Exercise
Quote, word for word, the lines in the items below, starting at the line containing "Indicate the lace" and ending at the line containing "(208, 1061)".

── Items ──

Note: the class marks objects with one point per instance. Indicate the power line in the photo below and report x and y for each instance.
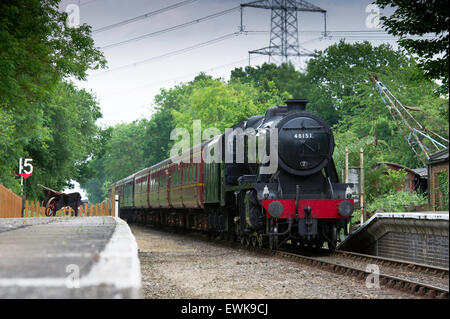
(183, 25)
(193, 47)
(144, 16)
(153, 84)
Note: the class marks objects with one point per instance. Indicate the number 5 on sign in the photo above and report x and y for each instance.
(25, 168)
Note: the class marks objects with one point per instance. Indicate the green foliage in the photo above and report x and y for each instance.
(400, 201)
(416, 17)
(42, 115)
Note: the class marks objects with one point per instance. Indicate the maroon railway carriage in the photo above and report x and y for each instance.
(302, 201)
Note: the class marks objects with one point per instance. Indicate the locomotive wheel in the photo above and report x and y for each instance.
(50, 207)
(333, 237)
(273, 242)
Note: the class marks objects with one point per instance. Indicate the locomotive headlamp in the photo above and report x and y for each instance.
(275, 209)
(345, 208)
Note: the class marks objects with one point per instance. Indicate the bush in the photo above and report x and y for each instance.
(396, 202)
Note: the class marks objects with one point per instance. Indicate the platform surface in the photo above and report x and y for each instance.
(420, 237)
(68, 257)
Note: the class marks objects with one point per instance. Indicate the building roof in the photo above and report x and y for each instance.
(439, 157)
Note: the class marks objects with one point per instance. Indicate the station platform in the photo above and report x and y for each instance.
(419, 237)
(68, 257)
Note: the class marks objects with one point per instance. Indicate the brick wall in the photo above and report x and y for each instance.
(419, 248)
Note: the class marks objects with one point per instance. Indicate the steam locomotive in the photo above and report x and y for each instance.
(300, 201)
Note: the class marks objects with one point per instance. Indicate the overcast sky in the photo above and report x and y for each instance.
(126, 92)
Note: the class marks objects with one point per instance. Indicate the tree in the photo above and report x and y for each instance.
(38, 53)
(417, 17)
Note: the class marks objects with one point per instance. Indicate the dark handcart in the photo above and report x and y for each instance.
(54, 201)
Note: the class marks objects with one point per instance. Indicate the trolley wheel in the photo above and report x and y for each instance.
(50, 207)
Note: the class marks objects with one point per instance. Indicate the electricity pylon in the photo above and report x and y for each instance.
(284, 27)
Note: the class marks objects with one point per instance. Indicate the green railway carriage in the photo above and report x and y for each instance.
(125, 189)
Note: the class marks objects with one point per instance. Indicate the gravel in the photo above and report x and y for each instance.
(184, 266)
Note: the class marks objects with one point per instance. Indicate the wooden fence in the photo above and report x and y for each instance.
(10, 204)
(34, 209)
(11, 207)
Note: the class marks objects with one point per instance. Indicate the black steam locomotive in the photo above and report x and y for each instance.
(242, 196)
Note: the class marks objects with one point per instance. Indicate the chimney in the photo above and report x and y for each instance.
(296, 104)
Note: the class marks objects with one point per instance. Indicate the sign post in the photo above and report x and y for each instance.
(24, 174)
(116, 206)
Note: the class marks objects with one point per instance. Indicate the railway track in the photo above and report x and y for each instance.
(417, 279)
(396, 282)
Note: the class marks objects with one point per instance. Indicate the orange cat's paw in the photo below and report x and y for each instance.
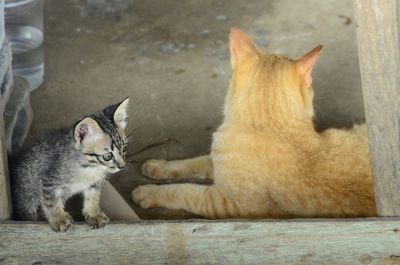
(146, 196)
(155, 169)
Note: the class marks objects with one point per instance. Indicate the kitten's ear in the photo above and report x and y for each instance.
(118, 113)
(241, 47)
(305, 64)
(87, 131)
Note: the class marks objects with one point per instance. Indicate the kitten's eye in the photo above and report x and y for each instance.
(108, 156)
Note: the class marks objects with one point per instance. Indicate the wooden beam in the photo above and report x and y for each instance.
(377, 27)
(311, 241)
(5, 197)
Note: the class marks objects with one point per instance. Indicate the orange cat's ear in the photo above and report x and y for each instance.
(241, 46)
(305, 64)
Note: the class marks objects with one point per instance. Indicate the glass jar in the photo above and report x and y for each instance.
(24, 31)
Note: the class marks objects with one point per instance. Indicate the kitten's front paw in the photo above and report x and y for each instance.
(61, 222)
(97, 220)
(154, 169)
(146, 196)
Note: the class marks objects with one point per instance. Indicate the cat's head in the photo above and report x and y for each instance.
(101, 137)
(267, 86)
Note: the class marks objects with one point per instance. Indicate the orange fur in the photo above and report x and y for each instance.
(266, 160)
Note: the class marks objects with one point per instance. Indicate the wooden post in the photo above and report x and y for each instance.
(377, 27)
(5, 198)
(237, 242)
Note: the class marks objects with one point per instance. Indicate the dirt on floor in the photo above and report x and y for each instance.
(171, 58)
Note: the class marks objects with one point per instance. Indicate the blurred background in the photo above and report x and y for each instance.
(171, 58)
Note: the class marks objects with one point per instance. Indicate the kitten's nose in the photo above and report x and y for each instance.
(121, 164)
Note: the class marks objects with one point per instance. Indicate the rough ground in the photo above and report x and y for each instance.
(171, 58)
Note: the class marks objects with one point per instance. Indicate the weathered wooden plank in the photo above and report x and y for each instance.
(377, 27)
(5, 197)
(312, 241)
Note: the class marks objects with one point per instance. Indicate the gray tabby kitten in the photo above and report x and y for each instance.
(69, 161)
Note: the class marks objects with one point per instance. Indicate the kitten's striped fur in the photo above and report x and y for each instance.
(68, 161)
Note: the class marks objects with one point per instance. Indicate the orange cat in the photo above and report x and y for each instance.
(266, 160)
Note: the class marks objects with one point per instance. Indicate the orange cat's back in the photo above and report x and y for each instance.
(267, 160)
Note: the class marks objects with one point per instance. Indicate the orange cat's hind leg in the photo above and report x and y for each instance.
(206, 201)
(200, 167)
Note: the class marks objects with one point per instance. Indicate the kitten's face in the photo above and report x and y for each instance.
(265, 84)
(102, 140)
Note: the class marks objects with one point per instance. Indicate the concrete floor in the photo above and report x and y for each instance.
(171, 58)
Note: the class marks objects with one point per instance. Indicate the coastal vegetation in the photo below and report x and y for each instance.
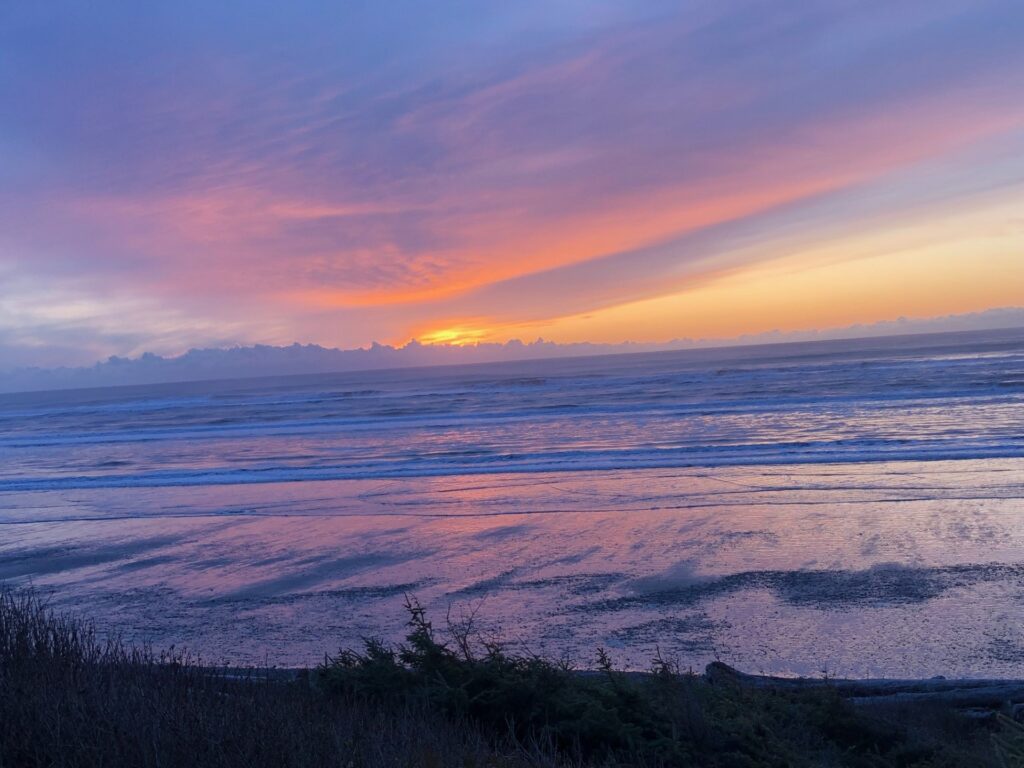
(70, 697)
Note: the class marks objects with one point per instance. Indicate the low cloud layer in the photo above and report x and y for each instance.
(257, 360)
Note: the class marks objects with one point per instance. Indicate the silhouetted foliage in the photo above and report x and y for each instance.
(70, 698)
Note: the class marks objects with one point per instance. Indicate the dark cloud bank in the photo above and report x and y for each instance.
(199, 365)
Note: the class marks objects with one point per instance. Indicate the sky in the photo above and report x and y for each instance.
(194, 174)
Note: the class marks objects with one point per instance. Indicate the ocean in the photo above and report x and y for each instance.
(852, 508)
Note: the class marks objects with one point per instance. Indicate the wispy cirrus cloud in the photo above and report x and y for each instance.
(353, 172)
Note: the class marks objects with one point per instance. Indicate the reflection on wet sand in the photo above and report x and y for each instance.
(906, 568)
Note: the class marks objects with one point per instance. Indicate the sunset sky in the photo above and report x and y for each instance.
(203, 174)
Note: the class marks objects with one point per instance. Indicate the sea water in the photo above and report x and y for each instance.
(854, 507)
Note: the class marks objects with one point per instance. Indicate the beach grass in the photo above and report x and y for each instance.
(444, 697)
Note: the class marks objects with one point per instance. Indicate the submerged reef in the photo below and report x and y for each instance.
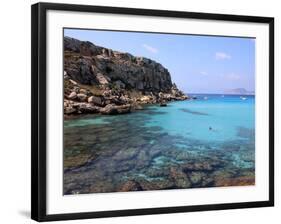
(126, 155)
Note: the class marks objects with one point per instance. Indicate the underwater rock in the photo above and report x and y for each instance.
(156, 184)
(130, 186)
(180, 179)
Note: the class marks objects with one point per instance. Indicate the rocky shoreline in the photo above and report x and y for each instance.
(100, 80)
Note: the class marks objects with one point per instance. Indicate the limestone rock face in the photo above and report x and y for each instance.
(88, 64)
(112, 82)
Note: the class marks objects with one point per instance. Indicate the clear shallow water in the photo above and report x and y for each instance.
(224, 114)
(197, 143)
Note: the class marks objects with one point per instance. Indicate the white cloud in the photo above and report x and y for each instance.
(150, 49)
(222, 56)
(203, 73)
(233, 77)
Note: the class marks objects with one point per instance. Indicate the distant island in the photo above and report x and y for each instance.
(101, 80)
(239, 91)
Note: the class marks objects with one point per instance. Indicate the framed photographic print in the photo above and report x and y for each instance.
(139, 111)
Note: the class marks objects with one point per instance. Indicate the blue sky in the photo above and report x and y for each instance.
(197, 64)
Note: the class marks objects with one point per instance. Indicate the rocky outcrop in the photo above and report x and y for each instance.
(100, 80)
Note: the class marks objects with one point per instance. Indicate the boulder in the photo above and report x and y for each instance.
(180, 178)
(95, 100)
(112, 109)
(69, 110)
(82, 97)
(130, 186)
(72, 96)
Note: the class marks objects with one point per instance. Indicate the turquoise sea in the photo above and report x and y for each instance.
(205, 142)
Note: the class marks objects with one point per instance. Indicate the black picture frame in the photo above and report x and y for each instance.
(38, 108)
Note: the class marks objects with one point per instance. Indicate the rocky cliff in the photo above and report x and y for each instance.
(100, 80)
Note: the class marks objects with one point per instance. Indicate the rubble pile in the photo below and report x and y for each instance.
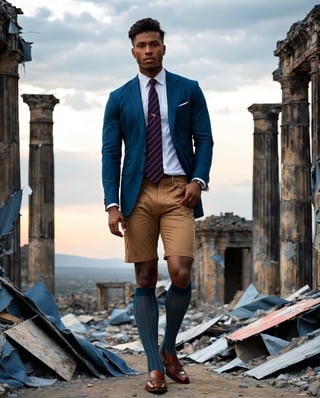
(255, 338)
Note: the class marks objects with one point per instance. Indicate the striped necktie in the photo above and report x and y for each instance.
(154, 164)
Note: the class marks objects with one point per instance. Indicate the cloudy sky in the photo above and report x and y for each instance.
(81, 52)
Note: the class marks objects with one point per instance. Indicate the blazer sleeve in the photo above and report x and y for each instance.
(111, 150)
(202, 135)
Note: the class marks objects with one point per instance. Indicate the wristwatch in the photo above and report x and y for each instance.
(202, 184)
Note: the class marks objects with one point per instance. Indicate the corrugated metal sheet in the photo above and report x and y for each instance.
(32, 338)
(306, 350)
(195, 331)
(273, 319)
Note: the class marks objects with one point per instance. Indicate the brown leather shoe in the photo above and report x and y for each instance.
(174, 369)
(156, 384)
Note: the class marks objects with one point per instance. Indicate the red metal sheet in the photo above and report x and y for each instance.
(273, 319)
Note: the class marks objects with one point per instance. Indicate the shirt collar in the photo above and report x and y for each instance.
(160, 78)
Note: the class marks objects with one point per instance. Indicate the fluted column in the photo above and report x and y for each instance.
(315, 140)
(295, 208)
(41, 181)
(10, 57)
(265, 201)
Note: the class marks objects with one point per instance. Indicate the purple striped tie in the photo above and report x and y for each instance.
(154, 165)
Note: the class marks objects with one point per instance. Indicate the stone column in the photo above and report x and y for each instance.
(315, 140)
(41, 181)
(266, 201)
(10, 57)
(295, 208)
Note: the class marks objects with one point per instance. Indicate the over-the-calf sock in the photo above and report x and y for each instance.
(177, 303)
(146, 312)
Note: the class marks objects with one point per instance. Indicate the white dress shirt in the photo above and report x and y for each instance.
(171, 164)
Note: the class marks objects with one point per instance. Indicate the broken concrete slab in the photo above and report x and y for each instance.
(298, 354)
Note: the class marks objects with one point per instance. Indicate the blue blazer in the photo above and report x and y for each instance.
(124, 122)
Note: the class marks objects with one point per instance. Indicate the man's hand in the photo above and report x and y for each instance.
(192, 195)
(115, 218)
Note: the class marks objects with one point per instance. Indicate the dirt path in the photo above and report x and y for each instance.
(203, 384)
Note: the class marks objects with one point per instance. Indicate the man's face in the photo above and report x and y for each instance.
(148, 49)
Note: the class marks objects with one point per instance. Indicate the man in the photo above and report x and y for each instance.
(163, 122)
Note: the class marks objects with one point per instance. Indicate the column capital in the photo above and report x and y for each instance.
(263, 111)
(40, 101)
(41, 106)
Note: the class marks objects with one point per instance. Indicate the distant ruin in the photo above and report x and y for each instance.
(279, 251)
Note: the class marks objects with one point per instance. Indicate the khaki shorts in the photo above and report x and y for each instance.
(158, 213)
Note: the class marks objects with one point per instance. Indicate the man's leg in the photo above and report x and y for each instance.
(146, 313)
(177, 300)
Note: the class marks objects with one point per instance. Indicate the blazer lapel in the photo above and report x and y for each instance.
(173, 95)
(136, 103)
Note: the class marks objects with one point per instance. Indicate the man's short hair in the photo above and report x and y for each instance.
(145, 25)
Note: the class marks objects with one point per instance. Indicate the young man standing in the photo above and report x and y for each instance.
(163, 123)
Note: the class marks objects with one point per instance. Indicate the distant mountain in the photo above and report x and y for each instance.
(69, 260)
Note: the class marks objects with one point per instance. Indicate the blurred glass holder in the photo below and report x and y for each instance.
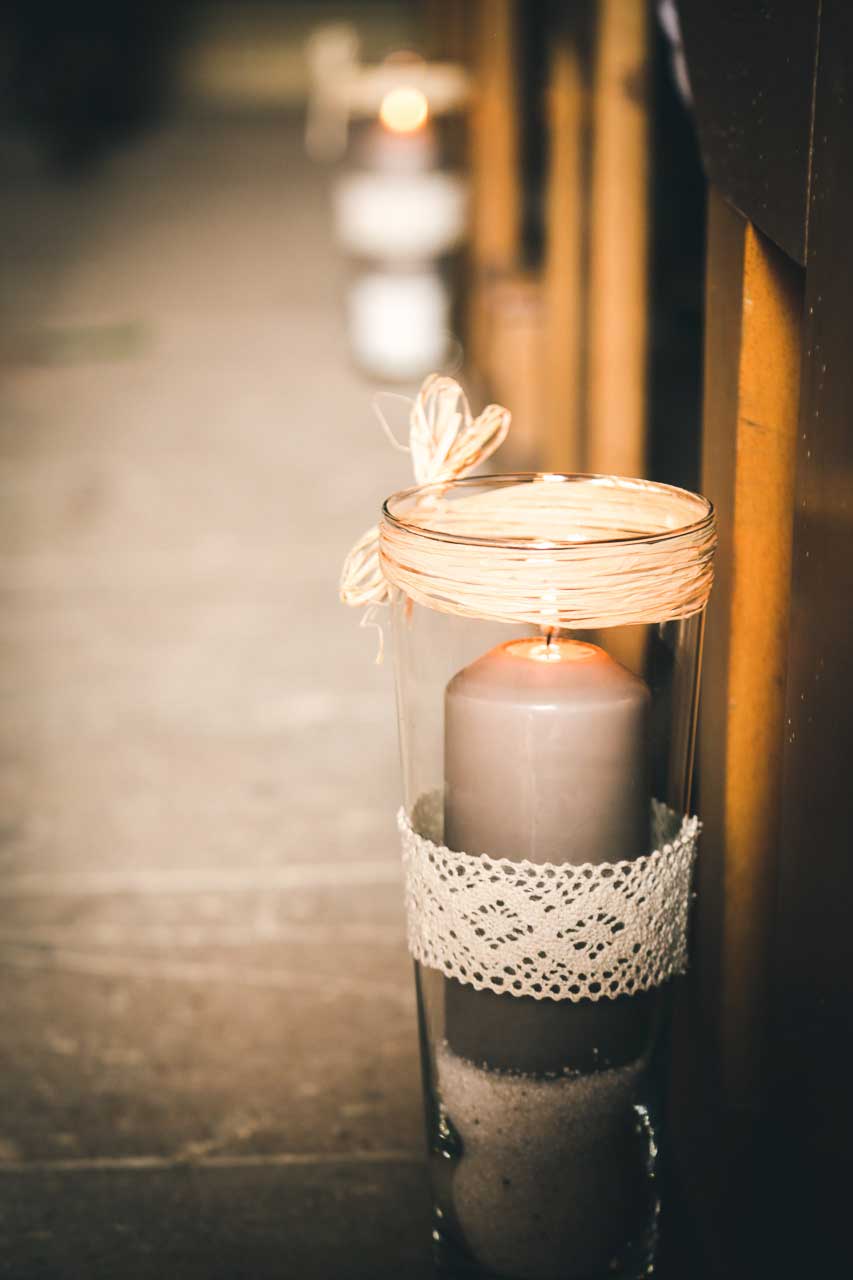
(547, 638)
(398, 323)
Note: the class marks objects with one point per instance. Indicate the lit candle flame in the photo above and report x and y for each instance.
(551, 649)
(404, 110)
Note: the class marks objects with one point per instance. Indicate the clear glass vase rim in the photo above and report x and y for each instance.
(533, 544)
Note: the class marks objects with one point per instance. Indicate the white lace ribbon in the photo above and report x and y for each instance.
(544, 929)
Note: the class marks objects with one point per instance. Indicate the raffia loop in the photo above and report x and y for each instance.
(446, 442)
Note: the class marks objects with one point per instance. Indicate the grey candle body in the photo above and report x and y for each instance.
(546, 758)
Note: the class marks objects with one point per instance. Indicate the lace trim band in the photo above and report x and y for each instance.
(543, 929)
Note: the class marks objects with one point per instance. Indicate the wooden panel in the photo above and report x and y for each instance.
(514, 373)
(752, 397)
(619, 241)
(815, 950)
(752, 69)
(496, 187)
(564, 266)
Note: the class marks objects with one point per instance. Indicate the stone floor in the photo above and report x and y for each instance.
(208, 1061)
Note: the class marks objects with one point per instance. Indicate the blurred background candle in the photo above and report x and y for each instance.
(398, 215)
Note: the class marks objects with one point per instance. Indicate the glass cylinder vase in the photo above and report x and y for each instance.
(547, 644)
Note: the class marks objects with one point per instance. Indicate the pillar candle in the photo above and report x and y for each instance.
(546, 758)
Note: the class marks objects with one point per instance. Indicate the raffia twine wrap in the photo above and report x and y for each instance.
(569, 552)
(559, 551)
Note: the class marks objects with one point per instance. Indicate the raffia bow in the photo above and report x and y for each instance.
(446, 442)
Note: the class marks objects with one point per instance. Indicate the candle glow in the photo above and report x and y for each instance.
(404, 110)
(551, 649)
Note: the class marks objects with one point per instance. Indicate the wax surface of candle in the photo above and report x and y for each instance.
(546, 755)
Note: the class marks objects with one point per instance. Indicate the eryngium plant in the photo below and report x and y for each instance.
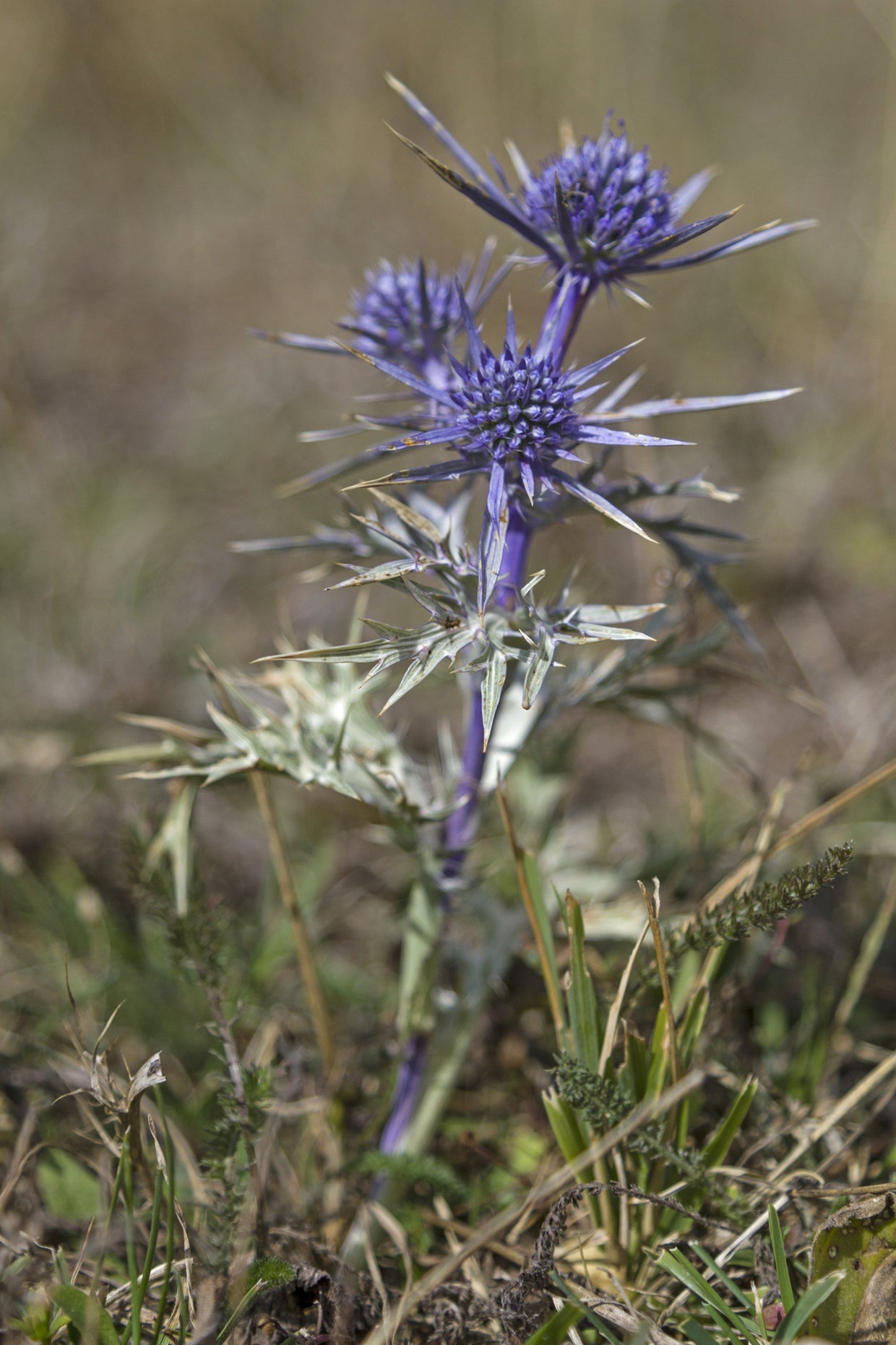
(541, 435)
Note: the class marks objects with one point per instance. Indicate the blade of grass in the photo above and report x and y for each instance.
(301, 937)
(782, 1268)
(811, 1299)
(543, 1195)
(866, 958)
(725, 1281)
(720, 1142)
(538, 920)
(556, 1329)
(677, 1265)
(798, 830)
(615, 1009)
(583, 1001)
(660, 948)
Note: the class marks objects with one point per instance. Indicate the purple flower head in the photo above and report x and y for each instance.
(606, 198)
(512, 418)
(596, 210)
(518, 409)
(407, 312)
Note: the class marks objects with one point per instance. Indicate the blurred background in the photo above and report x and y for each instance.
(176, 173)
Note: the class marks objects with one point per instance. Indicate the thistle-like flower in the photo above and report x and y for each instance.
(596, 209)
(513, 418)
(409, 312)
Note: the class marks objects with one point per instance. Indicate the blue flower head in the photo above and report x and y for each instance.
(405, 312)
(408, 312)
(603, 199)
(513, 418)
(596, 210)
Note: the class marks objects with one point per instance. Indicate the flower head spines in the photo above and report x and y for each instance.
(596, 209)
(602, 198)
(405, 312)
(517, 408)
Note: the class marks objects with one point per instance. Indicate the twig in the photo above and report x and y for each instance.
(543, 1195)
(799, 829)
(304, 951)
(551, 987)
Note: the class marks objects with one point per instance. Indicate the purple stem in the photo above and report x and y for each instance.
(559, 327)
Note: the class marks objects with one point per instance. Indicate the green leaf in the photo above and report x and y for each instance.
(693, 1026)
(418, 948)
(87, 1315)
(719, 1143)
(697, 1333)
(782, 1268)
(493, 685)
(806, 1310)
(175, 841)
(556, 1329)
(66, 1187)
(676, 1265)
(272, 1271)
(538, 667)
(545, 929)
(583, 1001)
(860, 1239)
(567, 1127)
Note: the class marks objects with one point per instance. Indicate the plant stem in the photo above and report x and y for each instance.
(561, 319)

───

Result
Note: the class marks objects with one point per instance. Indicate the lace trim band in the photo above and report x and y for each instance.
(543, 929)
Note: the class marks objects with one point per instance. Indicate the wooden panel in the photo above and report x and y for each instance.
(514, 373)
(752, 397)
(619, 241)
(815, 950)
(752, 69)
(496, 187)
(564, 266)
Note: the class marks objects with one point per instance. Indicate the stone floor in the photo above and report x and y for each instance.
(208, 1061)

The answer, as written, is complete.